**Task statement**. Please render every line of the records below as a numbered list, leaving out any blank lines.

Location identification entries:
______

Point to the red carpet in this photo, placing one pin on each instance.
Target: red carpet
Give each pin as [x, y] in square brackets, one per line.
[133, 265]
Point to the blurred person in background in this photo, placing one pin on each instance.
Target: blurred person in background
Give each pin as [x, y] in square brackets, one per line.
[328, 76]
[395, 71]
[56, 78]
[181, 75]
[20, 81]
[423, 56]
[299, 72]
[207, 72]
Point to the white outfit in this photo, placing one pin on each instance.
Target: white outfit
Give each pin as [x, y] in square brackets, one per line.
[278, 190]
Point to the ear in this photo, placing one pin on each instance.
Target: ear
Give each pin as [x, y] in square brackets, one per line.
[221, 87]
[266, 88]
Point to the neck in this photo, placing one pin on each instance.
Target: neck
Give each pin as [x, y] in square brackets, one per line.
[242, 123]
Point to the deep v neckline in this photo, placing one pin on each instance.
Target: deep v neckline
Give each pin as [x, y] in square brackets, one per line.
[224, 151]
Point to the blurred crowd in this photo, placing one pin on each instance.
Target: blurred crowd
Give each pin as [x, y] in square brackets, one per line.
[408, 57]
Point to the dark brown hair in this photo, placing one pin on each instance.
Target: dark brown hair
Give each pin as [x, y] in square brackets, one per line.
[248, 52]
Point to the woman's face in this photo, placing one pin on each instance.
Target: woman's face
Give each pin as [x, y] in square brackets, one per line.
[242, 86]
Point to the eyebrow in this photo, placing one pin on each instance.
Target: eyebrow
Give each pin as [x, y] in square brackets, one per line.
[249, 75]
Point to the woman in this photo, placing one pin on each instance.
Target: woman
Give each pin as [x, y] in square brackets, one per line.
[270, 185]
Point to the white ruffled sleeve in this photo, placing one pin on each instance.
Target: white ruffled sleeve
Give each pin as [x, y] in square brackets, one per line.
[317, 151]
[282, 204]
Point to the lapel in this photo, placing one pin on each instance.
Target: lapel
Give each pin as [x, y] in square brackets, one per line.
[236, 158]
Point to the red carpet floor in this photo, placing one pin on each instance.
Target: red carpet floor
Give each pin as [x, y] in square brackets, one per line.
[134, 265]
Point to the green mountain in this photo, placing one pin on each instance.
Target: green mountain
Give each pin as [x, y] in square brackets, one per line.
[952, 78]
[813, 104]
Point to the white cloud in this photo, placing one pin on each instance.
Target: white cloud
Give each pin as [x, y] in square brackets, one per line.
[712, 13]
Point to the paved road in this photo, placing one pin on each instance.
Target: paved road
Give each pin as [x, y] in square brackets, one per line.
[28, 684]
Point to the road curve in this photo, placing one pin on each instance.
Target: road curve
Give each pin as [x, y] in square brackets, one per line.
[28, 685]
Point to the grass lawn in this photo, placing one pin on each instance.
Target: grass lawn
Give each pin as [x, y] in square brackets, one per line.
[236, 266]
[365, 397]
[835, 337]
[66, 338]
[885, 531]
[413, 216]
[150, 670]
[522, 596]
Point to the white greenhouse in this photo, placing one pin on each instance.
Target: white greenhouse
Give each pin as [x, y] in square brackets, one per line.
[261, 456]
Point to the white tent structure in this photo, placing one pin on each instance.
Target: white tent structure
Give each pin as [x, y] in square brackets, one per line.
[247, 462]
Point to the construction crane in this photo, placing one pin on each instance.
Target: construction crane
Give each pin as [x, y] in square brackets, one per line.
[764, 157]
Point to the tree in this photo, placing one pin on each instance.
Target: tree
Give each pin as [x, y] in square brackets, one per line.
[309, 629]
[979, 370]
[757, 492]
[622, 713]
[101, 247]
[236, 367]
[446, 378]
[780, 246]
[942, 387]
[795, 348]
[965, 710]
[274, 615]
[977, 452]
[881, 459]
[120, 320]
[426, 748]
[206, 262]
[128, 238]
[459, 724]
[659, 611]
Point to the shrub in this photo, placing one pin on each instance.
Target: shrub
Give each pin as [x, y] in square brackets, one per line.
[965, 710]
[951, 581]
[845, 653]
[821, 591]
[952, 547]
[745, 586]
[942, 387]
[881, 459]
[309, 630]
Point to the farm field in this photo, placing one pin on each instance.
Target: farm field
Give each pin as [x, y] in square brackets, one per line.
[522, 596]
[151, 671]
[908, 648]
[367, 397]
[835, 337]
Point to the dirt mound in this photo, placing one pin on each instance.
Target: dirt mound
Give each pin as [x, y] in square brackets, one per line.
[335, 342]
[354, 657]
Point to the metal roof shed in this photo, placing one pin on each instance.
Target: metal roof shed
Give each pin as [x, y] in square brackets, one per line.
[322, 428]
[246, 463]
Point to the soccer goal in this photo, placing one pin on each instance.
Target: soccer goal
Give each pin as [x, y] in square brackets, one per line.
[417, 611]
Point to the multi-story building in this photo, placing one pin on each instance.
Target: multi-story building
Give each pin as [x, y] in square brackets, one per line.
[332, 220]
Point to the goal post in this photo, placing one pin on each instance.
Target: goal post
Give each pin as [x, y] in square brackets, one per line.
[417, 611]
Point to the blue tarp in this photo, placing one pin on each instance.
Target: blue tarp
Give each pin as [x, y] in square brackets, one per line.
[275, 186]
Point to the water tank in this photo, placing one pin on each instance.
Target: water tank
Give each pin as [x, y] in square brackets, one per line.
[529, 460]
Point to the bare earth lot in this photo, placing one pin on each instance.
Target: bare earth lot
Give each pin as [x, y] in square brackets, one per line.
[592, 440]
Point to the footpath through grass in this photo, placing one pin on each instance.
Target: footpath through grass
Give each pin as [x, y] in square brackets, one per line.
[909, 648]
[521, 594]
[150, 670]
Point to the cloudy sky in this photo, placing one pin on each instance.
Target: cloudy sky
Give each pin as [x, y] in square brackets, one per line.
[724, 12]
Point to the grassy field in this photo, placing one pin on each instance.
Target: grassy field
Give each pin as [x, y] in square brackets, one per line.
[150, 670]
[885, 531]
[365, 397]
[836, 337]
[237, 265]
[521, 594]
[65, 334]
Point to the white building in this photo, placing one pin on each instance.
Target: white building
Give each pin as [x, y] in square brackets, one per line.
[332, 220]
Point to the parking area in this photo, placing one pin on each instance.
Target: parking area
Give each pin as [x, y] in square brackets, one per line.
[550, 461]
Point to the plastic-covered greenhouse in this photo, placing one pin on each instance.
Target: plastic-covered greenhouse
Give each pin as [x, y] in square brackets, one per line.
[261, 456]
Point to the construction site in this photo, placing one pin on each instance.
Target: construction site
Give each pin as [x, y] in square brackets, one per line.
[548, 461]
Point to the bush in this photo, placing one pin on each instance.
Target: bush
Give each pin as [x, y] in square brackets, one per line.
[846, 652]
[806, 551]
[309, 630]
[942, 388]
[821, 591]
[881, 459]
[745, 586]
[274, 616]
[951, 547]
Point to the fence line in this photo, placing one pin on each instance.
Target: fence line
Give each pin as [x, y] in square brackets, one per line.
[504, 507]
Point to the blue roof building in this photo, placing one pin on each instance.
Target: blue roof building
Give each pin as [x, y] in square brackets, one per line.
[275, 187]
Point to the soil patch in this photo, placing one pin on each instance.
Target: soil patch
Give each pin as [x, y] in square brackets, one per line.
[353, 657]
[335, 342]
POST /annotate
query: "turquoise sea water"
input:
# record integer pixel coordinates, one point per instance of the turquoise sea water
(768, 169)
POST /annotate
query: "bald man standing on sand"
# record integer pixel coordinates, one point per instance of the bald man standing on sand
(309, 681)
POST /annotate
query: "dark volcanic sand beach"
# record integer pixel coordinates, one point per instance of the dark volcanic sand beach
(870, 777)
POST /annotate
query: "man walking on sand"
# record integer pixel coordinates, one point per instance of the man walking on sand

______

**The response**.
1. Point to the red carpet in this photo, placing one pin on each instance.
2. Target: red carpet
3. Give each pin as [x, y] in square brackets, one per line.
4. [133, 265]
5. Point to the blurred person in background in this photo, placing one pin on each instance.
6. Target: blurred person in background
7. Give each pin as [x, y] in square brackets, one per line.
8. [328, 76]
9. [395, 71]
10. [56, 78]
11. [181, 75]
12. [20, 81]
13. [423, 56]
14. [299, 72]
15. [207, 72]
16. Point to the white outfit in this photo, placing one pin on each instance.
17. Target: white outfit
18. Give each pin as [x, y] in square brackets, one per line.
19. [278, 190]
20. Point to the ear in this photo, placing one pin on each instance.
21. Target: ear
22. Give each pin as [x, y] in square brackets, one per line.
23. [221, 87]
24. [266, 88]
25. Point to the neck in this photo, placing one pin on each instance.
26. Target: neck
27. Give each pin as [x, y] in square brackets, one per line.
28. [242, 123]
29. Point to the deep v neckline in this photo, placing one pin on each instance.
30. Target: deep v neckline
31. Give each pin as [x, y] in square brackets, one per line.
32. [224, 151]
33. Point to the blurred crowd in this photo, placing one pin on each instance.
34. Target: blurred crowd
35. Give each pin as [x, y] in square brackets, one per line.
36. [408, 57]
37. Point to the dark brown hair in this photo, placing one pin on each instance.
38. Target: dark brown hair
39. Give each pin as [x, y] in square brackets, one per line.
40. [248, 52]
41. Point to the woman's face in this photo, placing one pin on each instance.
42. Target: woman's face
43. Give each pin as [x, y] in square brackets, one per line.
44. [242, 86]
45. Point to the eyebrow in this photo, placing one pin on each instance.
46. Target: eyebrow
47. Give each pin as [x, y] in square brackets, one per line.
48. [249, 75]
49. Point to the woman in this photo, placing one pin on each instance.
50. Target: woman
51. Give each pin as [x, y] in square brackets, one per line.
52. [270, 185]
53. Point to the white ruffled sleeve in this photo, placing one pin on each instance.
54. Target: white ruffled sleeve
55. Give each pin as [x, y] in square brackets, one per line.
56. [317, 151]
57. [282, 204]
58. Point to the lapel in this photo, placing one pin on each instance.
59. Target: lapel
60. Give each pin as [x, y] in square brackets, one per line.
61. [236, 158]
62. Point to the red carpet floor in this photo, placing one pin on each instance.
63. Target: red carpet floor
64. Give each pin as [x, y] in square brackets, one per line.
65. [134, 265]
66. Point to the green mountain in this photo, placing one pin on each instance.
67. Target: green mountain
68. Give each pin as [x, y] in square brackets, one per line.
69. [952, 78]
70. [813, 104]
71. Point to the white cloud in this photo, placing one pin on each instance.
72. Target: white cloud
73. Give each pin as [x, y] in square brackets, one per line.
74. [712, 13]
75. Point to the paved road in this photo, placing one pin on each instance.
76. Target: paved road
77. Give each pin as [x, y] in square brackets, one per line.
78. [28, 684]
79. Point to the road curve in this photo, placing one pin on each instance.
80. Target: road curve
81. Give each pin as [x, y] in square brackets, one per line.
82. [28, 685]
83. Point to the grass lawn in this photo, placing one pin on each instance.
84. Target: grass lawn
85. Give each pin as [x, y] in square brackets, one per line.
86. [236, 266]
87. [365, 397]
88. [835, 337]
89. [66, 338]
90. [885, 531]
91. [413, 216]
92. [150, 670]
93. [522, 596]
94. Point to the white greenhouse in this photo, placing one pin on each instance.
95. Target: white greenhouse
96. Give each pin as [x, y] in square brackets, one per line.
97. [261, 456]
98. Point to the white tent structure in this photo, placing one pin on each instance.
99. Target: white tent structure
100. Give each pin as [x, y] in square brackets, one per line.
101. [247, 462]
102. Point to the construction crane in this photo, placing one pin on each instance.
103. Target: construction crane
104. Give each pin as [x, y] in square brackets, one per line.
105. [764, 157]
106. Point to the tree in this photo, placing one pin on each instance.
107. Target: tree
108. Give each pin as [x, y] in square brackets, one per line.
109. [309, 629]
110. [979, 370]
111. [757, 492]
112. [622, 713]
113. [101, 247]
114. [236, 367]
115. [446, 378]
116. [780, 246]
117. [942, 387]
118. [795, 348]
119. [965, 710]
120. [274, 615]
121. [977, 452]
122. [881, 459]
123. [120, 320]
124. [426, 748]
125. [206, 262]
126. [128, 238]
127. [459, 724]
128. [659, 611]
129. Point to the shrub in this photo, placing one pin on each instance.
130. Target: shrub
131. Give each pin as [x, y] in square brackets, one per line.
132. [965, 710]
133. [951, 581]
134. [845, 653]
135. [821, 591]
136. [952, 547]
137. [745, 586]
138. [942, 387]
139. [881, 459]
140. [309, 630]
141. Point to the farm field in this photo, placing one pin on each instance.
142. Target: farm field
143. Give each pin as [x, y] in square brackets, one per line.
144. [522, 596]
145. [151, 671]
146. [908, 648]
147. [367, 397]
148. [835, 337]
149. Point to the dirt mound in this photo, placing one pin on each instance.
150. Target: dirt mound
151. Give each pin as [x, y] in square brackets, one per line.
152. [335, 342]
153. [354, 657]
154. Point to the metal roof shed in this photo, placing one pin on each instance.
155. Target: metal roof shed
156. Give each pin as [x, y] in square brackets, one per line.
157. [322, 428]
158. [246, 463]
159. Point to the soccer goal in this photo, placing one pin on each instance.
160. Target: soccer goal
161. Give each pin as [x, y] in square brackets, one per line.
162. [417, 611]
163. Point to the multi-story building in this photo, placing one pin on each instance.
164. Target: multi-story building
165. Give each pin as [x, y] in square brackets, one per line.
166. [332, 220]
167. Point to the goal post in this photo, placing one pin on each instance.
168. Target: goal post
169. Give each pin as [x, y] in square brackets, one per line.
170. [417, 611]
171. Point to the blue tarp in this photo, placing one pin on each instance.
172. Target: blue tarp
173. Give each pin as [x, y] in square brackets, one per line.
174. [275, 186]
175. Point to the water tank in this photo, placing one pin on each instance.
176. Target: water tank
177. Give each pin as [x, y] in square brackets, one per line.
178. [529, 460]
179. Point to the bare earth lot in this photo, placing one pin on each instance.
180. Target: bare earth lot
181. Give each pin as [x, y] in square brackets, one per line.
182. [592, 440]
183. Point to the footpath through grass in this photo, placing one pin on each instance.
184. Target: footpath through grass
185. Give each pin as [x, y] in square brackets, one per line.
186. [909, 648]
187. [521, 594]
188. [150, 670]
189. Point to the cloudy sky in this photo, placing one pin on each instance.
190. Target: cloudy sky
191. Give each pin as [x, y] in square brackets, one per line.
192. [724, 12]
193. Point to the grassy field in this photo, placing one pin on each instance.
194. Target: grassy field
195. Give each pin as [x, y] in square brackets, one per line.
196. [150, 670]
197. [885, 531]
198. [365, 397]
199. [836, 337]
200. [237, 265]
201. [521, 594]
202. [65, 334]
203. Point to the white building in this photo, placing one pin on each instance.
204. Target: white building
205. Give each pin as [x, y] in square brackets, one per line.
206. [332, 220]
207. Point to the parking area in this photo, placing one pin on each instance.
208. Target: parking area
209. Give each pin as [x, y] in square brackets, one per line.
210. [550, 461]
211. Point to the plastic-covered greenhouse in this photo, placing one pin on each instance.
212. Target: plastic-covered greenhouse
213. Give each pin as [x, y] in square brackets, one per line.
214. [261, 456]
215. Point to the construction site in this photo, placing one pin on each instance.
216. Target: construction site
217. Give each pin as [x, y] in square brackets, one per line.
218. [548, 461]
219. Point to the bush in this photo, placing one pin on each instance.
220. Target: bush
221. Give each pin as [x, y] in square brackets, one per line.
222. [846, 652]
223. [806, 551]
224. [309, 630]
225. [942, 388]
226. [821, 591]
227. [881, 459]
228. [745, 586]
229. [274, 616]
230. [951, 547]
231. Point to the fence line in this photo, placing one pin on each instance.
232. Target: fence line
233. Give each pin as [x, y] in square brackets, one per line.
234. [504, 507]
235. Point to the blue roof building in this photo, placing one pin on each instance.
236. Target: blue roof building
237. Give each pin as [x, y] in square brackets, one per line.
238. [275, 187]
239. Point to the soil patch in this photo, placing one pin on each instance.
240. Target: soil patch
241. Give each pin as [x, y] in square brackets, one per line.
242. [353, 657]
243. [335, 342]
244. POST /annotate
245. query: "turquoise sea water"
246. input:
247. # record integer pixel coordinates, one point per instance of the turquoise sea water
248. (768, 169)
249. POST /annotate
250. query: "bald man standing on sand"
251. # record integer pixel coordinates, one point per instance of the bald man standing on sand
252. (309, 681)
253. POST /annotate
254. query: "dark volcanic sand beach"
255. # record integer pixel coordinates, one point per instance of the dark volcanic sand beach
256. (870, 777)
257. POST /annotate
258. query: "man walking on sand"
259. # record integer pixel coordinates, one point per instance of the man walking on sand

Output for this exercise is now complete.